→ EXERCISE DESCRIPTION
Tell how many lines in the data contain the string "riding", using a single number as the whole reply.

Top of INFORMATION

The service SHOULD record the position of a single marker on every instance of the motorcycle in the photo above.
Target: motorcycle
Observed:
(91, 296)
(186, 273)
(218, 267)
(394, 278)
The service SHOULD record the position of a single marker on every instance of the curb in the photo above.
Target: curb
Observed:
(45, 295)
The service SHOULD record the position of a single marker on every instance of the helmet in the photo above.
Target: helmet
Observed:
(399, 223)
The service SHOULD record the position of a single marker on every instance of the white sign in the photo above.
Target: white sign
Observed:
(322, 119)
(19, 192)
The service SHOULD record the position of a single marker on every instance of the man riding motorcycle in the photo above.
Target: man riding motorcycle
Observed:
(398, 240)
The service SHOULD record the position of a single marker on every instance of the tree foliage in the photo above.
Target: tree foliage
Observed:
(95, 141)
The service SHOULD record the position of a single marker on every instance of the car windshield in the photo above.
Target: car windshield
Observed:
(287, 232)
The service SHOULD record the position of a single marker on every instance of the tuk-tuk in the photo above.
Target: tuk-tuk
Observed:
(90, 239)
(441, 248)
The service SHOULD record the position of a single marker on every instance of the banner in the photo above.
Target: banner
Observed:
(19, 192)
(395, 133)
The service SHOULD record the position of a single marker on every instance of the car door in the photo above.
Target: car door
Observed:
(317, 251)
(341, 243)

Bottom of INFORMATION

→ RESPONSE FOR THIS EXERCISE
2